EXTRACT TO READ ::
Synthesis of Cu₅(VO₄)₂(OH)₄·H₂O nanorods and Cu₅V₂O₁₀ nanoparticles

The Cu₅(VO₄)₂(OH)₄·H₂O nanorods were synthesized by a simple hydrothermal procedure. In a typical synthesis, a solution containing 2 mmol CuSO₄·5H₂O and 2 mmol CH₃COONa dissolved in 8.0 mL deionized water was added to a 25 mL beaker under constant electromagnetic stirring. Then 8 mL 0.25 M Na₃VO₄ solution was added drop wise into the solution under stirring. After the mixture had been stirred for about 10 min, the mixture was sealed in a Teflon-lined autoclave (20 mL), heated to 180 °C and maintained at that temperature for 20 h. After the reaction, the autoclave was cooled down naturally to room temperature. The final products were collected through centrifugation, washed several times with deionized water and ethanol and finally dried in a vacuum oven at 60 °C for 12 h. To get the Cu₅V₂O₁₀ nanoparticles, the as-prepared Cu₅(VO₄)₂(OH)₄·H₂O nanorods was calcined at 600 °C for 2 h in air without any other treatment.

STORED DATA ::

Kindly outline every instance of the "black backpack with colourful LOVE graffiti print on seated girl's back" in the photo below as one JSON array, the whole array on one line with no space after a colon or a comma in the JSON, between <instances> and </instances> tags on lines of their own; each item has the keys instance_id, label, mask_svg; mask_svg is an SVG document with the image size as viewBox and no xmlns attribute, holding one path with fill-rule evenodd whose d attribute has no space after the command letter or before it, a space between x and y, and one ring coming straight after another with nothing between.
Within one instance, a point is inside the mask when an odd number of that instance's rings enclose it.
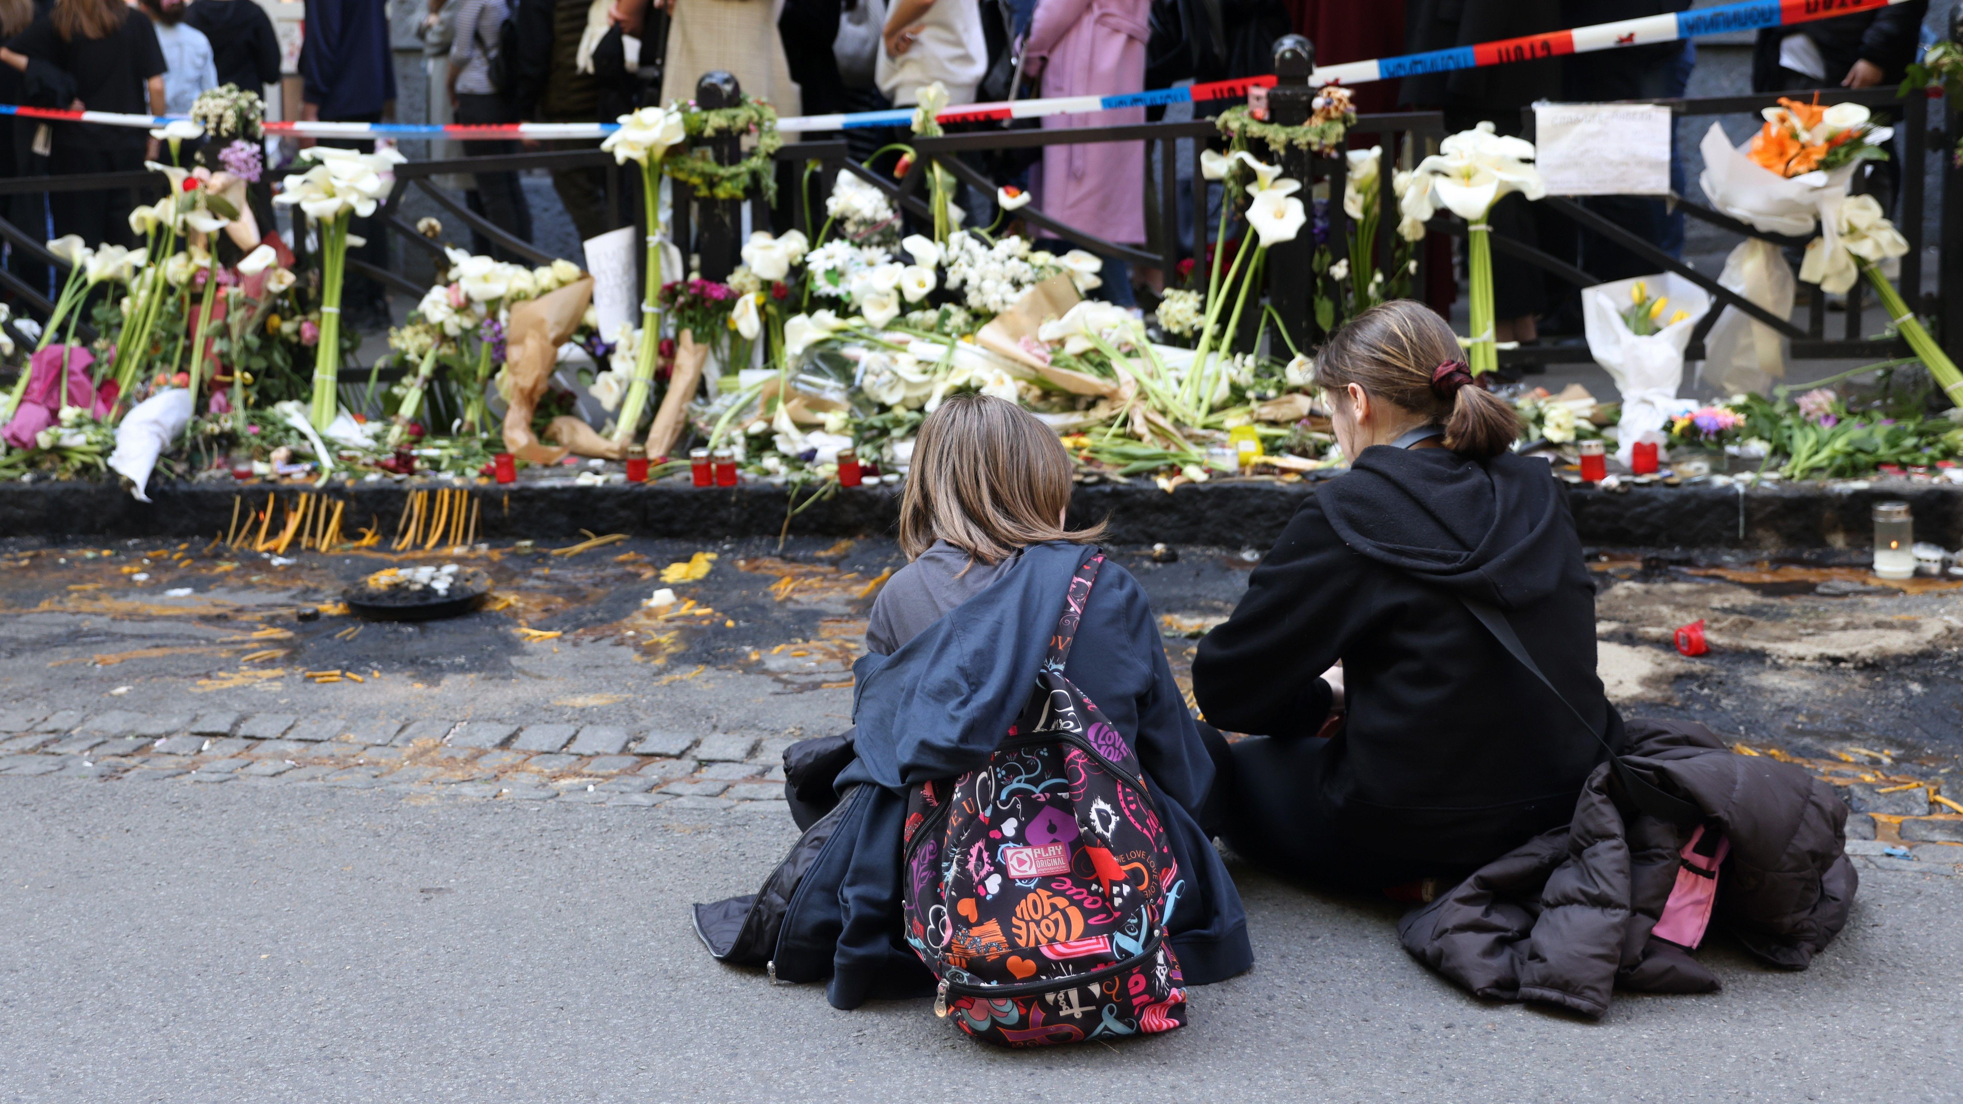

HOW TO COMPLETE THIS TASK :: In the nanorod synthesis text, what temperature and time were used to calcine the nanorods into Cu₅V₂O₁₀ nanoparticles?

EXERCISE RESPONSE :: 600 °C for 2 h in air